SZCZEGÓŁY ZADANIA: Przepisz, proszę, fragment dyskusji od słów „epsonite napisał(a):Filemonie (....)” aż do słów „idolatria względem mężczyzn.”, zastępując w nim „epsonite” słowem „anonim”.

FRAGMENT DOKUMENTU:

Postprzez cvbnm » 1 sie 2010, o 19:51

Interesuje mnie poczucie sensu/poczucie integralności psychicznej przy założeniu, że nie ma wolności/podmiotowości a człowiek jest jedynie przedmiotem natury, biologicznym bezwolnym pionkiem.


pytanie nie do mnie, ale ...
ulga od poczucia sensu

wolnosc od znaczen

MI daje zaciekawienie swiatem takim jaki on jest
cvbnm
 

Postprzez Filemon » 1 sie 2010, o 23:27

epsonite napisał(a):Filemonie (....) Co do mojej religijności zaś – nie jestem religijny, choć zakładam, że istnieje Absolut/Bóg (ale na pewno nie w formie, którą szkicują niektóre religie).


dzięki za odpowiedź... :)

epsonite napisał(a):Jest jednak kilka elementów, które wydały mi się ciekawe i zastanawiające w moim własnym kontekście. Np.: stosunek homoseksualnych mężczyzn do kobiet. Wymienia tu trzy główne typy:

1. Mężczyzna jest wciąż mocno związany z matką. Najczęściej zniewieściały, dobry przyjaciel kobiet.

2. W odczuciu mężczyzny kobieta nie ma żadnej wartości. Wówczas jest hiper-męski. Pogarda dla kobiet, idolatria względem mężczyzn.

3. Mężczyzna odczuwa gniew wobec kobiet.

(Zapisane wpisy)

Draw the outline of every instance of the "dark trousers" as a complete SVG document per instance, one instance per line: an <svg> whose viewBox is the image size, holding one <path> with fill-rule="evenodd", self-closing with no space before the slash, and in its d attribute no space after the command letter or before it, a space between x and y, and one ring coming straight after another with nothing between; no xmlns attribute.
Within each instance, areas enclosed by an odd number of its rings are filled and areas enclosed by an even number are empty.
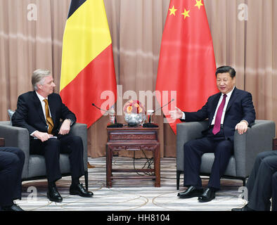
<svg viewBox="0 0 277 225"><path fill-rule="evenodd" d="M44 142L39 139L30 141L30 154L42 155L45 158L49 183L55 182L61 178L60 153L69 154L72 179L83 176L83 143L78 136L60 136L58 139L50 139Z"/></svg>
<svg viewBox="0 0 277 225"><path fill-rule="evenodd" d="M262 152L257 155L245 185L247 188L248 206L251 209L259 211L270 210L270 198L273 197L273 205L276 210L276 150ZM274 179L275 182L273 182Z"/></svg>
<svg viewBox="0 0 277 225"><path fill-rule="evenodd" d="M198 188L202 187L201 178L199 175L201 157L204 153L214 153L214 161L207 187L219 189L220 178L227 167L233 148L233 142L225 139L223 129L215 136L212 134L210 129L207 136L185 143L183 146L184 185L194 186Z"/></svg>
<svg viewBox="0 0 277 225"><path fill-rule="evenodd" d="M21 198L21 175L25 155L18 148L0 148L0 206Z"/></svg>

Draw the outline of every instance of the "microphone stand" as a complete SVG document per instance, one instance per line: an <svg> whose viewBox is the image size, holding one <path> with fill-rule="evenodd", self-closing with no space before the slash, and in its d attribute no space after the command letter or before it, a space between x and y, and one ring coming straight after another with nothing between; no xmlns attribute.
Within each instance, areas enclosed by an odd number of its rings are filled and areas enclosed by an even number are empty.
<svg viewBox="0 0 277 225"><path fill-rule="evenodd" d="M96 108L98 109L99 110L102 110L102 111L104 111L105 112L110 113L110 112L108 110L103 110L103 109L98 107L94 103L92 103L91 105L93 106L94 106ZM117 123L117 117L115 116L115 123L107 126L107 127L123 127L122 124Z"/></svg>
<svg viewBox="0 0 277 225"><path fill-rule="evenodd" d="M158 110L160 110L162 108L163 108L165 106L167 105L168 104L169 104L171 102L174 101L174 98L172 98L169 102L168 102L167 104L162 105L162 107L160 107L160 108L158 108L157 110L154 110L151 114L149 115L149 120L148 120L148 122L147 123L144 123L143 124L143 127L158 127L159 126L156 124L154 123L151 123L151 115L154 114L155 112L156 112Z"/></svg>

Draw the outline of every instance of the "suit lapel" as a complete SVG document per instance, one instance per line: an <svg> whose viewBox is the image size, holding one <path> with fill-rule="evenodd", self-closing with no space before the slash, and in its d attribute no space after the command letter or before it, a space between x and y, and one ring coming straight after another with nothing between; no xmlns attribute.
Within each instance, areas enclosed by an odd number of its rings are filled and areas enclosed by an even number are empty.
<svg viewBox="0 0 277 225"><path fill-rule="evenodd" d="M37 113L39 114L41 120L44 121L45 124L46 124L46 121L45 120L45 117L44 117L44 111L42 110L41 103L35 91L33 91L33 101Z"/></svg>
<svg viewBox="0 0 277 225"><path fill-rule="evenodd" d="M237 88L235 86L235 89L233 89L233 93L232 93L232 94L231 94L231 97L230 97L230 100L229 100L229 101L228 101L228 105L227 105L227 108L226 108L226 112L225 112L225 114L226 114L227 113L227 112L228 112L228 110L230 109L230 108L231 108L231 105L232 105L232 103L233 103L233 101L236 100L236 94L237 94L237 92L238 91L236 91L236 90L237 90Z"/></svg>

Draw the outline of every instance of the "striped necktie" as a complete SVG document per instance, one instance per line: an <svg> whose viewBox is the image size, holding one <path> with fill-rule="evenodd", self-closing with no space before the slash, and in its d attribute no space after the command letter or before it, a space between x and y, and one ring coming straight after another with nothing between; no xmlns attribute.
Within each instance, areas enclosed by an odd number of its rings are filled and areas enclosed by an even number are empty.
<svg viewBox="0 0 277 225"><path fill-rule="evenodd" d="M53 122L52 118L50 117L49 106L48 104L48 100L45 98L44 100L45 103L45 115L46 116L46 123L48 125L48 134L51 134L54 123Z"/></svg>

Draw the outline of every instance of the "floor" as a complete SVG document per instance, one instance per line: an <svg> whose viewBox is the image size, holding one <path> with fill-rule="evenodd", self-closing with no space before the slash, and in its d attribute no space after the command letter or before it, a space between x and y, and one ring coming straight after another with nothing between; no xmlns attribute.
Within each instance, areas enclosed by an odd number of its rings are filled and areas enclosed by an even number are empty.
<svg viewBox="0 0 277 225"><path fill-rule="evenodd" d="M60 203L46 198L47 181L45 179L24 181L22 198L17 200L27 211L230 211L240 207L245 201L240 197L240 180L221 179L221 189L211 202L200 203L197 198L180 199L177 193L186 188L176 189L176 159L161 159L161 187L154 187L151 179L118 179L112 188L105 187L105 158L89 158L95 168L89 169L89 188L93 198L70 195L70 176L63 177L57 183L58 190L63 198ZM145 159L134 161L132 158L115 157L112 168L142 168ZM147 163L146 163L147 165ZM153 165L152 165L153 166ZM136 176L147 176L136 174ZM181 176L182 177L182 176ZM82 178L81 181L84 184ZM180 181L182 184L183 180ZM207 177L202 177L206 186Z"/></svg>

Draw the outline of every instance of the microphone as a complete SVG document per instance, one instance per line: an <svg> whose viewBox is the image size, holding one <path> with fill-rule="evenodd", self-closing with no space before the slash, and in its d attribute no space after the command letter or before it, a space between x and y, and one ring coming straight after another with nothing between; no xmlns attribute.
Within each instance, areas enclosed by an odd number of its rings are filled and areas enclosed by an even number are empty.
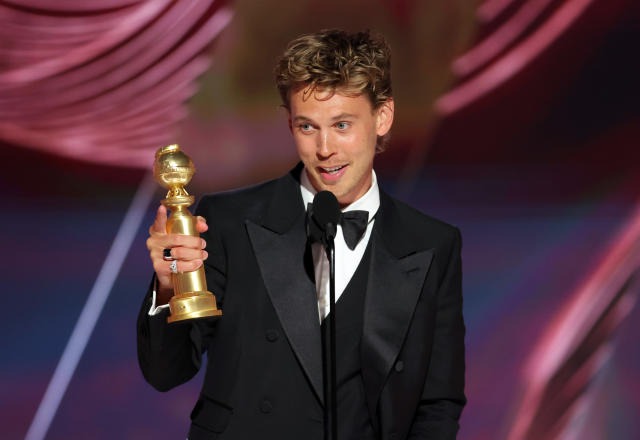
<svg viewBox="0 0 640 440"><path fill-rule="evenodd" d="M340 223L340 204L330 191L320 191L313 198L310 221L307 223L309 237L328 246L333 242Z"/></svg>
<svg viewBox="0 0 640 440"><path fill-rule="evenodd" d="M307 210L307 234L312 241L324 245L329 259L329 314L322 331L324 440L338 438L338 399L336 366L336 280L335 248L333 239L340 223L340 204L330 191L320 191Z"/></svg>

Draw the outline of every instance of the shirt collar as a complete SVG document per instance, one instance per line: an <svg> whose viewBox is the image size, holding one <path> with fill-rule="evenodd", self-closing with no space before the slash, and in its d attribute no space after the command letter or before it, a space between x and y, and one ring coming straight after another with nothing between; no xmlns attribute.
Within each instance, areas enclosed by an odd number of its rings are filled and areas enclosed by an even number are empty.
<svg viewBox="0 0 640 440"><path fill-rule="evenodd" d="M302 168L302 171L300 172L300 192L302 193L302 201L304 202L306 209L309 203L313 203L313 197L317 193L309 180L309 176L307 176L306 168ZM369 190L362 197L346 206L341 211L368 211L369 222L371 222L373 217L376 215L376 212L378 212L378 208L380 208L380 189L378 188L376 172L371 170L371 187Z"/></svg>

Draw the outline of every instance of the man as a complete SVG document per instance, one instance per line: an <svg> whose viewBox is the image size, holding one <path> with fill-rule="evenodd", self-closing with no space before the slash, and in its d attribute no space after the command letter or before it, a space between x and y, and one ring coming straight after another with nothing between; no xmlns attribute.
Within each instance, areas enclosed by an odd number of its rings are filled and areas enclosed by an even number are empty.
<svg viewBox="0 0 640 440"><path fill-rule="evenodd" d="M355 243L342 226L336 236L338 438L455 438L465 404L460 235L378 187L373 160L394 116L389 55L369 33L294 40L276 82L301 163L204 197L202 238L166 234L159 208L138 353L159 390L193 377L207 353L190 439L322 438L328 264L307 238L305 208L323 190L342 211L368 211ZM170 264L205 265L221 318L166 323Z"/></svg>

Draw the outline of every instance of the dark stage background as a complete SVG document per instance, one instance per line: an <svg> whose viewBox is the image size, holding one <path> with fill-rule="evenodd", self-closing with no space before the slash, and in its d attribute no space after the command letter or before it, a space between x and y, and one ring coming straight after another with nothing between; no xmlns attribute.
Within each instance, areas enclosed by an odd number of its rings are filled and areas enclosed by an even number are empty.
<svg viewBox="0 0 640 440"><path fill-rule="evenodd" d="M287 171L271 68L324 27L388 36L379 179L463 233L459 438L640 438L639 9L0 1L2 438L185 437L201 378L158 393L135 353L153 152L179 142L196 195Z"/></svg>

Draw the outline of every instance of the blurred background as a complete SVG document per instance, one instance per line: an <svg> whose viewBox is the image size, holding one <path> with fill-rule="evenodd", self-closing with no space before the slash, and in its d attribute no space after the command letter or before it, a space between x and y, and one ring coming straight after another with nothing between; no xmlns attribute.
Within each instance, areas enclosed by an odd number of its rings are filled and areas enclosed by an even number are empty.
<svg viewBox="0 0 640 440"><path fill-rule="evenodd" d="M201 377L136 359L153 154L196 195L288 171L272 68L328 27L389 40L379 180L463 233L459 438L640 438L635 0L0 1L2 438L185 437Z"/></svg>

...

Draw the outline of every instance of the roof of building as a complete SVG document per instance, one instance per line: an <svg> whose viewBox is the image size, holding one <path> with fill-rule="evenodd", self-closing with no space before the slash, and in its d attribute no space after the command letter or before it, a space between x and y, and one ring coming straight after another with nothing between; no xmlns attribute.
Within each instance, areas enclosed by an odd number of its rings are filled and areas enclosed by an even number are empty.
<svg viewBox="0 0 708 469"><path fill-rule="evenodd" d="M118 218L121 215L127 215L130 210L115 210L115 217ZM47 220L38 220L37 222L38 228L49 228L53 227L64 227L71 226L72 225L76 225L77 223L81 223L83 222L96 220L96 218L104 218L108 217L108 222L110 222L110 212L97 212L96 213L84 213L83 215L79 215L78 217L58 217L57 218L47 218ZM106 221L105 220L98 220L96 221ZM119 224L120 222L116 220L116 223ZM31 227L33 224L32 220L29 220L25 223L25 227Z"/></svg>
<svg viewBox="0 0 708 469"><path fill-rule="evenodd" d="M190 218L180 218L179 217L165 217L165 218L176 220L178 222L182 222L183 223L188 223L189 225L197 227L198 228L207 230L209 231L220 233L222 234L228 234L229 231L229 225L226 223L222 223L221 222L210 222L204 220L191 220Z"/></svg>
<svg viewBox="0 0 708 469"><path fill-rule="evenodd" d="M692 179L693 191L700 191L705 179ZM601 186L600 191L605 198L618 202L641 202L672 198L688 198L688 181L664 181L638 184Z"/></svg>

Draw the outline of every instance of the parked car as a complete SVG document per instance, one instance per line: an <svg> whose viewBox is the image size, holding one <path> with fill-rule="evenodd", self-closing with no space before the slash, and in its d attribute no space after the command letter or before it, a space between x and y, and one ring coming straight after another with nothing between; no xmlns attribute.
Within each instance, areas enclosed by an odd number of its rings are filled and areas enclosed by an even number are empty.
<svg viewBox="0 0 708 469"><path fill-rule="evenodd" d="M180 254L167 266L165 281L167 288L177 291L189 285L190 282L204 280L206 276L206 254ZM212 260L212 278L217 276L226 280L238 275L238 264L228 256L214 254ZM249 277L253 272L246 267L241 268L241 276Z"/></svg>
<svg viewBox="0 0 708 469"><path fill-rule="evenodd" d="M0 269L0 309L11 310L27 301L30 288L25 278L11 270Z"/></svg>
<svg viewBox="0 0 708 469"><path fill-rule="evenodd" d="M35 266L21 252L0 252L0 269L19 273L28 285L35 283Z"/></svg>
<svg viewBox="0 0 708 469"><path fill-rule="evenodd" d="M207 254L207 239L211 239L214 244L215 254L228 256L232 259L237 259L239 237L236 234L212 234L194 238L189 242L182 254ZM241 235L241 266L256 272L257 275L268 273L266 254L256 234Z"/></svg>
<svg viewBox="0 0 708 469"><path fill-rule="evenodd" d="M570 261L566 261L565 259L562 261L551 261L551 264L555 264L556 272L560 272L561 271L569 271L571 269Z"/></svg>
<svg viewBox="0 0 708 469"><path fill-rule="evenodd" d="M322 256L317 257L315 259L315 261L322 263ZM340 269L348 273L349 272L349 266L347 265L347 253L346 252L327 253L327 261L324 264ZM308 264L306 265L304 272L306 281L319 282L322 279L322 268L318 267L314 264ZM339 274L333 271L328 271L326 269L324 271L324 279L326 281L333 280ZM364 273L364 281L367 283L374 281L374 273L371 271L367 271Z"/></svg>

TWOJE ROZWIĄZANIE:
anonim napisał(a):Filemonie (....) Co do mojej religijności zaś – nie jestem religijny, choć zakładam, że istnieje Absolut/Bóg (ale na pewno nie w formie, którą szkicują niektóre religie).


dzięki za odpowiedź... :)

anonim napisał(a):Jest jednak kilka elementów, które wydały mi się ciekawe i zastanawiające w moim własnym kontekście. Np.: stosunek homoseksualnych mężczyzn do kobiet. Wymienia tu trzy główne typy:

1. Mężczyzna jest wciąż mocno związany z matką. Najczęściej zniewieściały, dobry przyjaciel kobiet.

2. W odczuciu mężczyzny kobieta nie ma żadnej wartości. Wówczas jest hiper-męski. Pogarda dla kobiet, idolatria względem mężczyzn.